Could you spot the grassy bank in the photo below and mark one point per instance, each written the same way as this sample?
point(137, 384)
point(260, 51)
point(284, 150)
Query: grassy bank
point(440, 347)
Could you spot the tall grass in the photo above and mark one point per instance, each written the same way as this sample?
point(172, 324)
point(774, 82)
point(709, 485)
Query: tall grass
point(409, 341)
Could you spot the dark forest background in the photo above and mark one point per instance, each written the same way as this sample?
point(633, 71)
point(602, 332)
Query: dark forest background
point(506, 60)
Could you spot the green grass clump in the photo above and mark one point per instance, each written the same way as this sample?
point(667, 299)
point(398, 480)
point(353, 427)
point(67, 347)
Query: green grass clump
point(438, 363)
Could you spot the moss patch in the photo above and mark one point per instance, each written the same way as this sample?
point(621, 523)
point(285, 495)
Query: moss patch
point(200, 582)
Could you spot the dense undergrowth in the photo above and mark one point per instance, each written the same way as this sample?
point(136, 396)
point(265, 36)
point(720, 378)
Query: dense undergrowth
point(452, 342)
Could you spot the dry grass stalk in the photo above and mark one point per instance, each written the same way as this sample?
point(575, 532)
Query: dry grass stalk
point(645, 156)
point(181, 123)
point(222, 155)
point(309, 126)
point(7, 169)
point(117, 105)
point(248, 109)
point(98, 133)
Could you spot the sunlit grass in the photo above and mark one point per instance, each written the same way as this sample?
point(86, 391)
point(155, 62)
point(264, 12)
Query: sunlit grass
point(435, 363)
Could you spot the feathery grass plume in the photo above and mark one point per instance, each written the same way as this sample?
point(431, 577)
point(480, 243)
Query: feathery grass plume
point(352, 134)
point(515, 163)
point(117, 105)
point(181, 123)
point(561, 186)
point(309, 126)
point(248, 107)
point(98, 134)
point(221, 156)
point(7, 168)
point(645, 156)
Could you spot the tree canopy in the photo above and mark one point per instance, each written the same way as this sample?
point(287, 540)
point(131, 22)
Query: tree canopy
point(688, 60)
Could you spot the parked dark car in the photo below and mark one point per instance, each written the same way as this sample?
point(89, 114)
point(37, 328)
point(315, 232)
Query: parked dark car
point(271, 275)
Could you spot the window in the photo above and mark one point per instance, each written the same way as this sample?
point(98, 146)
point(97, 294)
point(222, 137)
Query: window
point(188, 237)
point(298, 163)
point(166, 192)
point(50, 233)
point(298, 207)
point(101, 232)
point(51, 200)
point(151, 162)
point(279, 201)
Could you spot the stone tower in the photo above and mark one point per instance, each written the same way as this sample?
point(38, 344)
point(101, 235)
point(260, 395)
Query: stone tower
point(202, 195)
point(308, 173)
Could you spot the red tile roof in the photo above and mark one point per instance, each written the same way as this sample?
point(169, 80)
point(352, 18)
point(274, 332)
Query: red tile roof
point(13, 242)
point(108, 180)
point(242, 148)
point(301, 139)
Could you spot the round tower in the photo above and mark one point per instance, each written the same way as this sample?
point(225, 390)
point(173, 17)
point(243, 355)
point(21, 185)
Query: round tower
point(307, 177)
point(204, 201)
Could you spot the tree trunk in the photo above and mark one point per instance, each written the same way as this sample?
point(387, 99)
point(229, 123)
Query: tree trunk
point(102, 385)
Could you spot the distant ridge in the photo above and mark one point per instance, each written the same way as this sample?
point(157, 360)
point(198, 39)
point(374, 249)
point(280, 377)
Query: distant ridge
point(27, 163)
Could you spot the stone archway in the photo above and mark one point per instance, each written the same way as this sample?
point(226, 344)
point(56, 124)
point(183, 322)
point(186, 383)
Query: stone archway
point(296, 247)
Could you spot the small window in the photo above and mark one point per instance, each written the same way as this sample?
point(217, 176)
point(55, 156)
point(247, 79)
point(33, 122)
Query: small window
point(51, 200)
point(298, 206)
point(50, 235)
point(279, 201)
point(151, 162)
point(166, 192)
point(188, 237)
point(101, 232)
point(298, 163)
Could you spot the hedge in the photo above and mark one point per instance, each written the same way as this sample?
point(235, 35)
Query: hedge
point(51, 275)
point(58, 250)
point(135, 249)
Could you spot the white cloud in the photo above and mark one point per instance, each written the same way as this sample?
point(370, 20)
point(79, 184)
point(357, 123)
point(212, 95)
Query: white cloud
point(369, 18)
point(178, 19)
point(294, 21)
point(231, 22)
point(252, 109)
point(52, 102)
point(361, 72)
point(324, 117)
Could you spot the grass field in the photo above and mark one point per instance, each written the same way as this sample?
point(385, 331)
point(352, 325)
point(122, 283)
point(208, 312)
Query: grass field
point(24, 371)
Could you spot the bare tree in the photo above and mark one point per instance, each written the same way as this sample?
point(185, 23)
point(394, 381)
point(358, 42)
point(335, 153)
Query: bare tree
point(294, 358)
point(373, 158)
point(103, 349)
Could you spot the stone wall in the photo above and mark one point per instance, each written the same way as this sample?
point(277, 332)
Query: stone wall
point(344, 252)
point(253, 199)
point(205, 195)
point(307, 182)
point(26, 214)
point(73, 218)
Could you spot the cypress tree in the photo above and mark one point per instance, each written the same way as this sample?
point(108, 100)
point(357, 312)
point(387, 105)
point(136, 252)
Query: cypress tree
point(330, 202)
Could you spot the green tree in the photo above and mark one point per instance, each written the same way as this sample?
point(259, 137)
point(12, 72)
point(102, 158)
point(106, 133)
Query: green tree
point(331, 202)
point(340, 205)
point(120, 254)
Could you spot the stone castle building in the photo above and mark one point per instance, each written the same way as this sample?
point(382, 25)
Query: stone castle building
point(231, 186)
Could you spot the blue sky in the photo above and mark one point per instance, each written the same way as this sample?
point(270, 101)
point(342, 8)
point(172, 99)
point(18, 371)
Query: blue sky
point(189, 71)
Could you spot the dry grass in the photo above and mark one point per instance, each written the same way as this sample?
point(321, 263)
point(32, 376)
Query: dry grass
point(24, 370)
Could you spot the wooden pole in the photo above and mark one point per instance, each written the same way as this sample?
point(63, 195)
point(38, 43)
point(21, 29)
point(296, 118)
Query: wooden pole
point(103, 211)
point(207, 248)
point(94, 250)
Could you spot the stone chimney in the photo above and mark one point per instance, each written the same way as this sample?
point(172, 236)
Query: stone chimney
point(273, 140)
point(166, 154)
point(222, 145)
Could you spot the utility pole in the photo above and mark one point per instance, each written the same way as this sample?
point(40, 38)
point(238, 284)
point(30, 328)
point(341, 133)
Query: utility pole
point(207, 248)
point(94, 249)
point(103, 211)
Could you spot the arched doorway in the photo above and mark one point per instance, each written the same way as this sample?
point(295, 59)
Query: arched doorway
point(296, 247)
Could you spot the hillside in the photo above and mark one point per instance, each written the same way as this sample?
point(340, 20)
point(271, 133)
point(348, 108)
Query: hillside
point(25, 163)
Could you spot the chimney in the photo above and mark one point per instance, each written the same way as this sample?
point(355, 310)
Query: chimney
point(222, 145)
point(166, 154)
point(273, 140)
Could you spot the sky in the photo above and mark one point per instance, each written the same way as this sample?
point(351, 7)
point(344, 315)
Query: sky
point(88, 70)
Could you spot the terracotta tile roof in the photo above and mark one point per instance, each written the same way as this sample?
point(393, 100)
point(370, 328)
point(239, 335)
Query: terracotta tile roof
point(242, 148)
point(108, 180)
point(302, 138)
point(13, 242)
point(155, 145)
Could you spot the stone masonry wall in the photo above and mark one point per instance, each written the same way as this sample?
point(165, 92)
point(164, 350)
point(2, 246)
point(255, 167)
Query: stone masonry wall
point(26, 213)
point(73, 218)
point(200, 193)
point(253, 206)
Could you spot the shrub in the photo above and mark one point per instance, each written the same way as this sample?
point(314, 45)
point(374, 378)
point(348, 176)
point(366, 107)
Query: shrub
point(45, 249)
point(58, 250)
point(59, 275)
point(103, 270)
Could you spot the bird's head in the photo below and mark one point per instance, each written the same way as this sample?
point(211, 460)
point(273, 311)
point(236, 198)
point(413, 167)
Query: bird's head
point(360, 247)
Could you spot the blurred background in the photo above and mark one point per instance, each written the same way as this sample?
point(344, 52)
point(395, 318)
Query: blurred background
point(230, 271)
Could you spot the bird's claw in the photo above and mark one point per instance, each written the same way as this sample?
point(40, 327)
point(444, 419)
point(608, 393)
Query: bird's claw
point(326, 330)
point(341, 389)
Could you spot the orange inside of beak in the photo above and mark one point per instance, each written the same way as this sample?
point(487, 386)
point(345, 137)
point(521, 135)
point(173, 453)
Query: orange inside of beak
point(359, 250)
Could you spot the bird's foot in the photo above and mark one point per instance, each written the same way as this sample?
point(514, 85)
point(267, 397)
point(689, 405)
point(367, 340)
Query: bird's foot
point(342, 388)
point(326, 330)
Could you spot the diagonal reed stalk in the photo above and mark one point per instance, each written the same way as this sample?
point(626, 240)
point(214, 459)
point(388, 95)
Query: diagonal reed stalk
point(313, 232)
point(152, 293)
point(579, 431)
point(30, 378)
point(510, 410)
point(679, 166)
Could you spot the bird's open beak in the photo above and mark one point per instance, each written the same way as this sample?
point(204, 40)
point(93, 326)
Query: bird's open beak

*****

● **Task**
Write out the lines above, starting at the line that contains "Could you spot the bird's foot" and ending with the final line, and nothing else; copy them exactly.

● **Task response**
Could you spot the bird's foot in the photo above and mark one point per instance, each written the same way as this sample?
point(514, 85)
point(267, 397)
point(689, 405)
point(367, 340)
Query: bird's foot
point(342, 388)
point(326, 330)
Could you spot the diagonal reed stalk in the photo above and mark one point per instance, each written the same way as this sample?
point(626, 240)
point(214, 459)
point(388, 95)
Query: diagonal reed stalk
point(313, 232)
point(152, 293)
point(579, 431)
point(30, 378)
point(510, 410)
point(679, 166)
Could you spot the bird's open beak in the photo above and mark one point per instance, each written the same way as this sample?
point(204, 40)
point(93, 326)
Query: bird's open beak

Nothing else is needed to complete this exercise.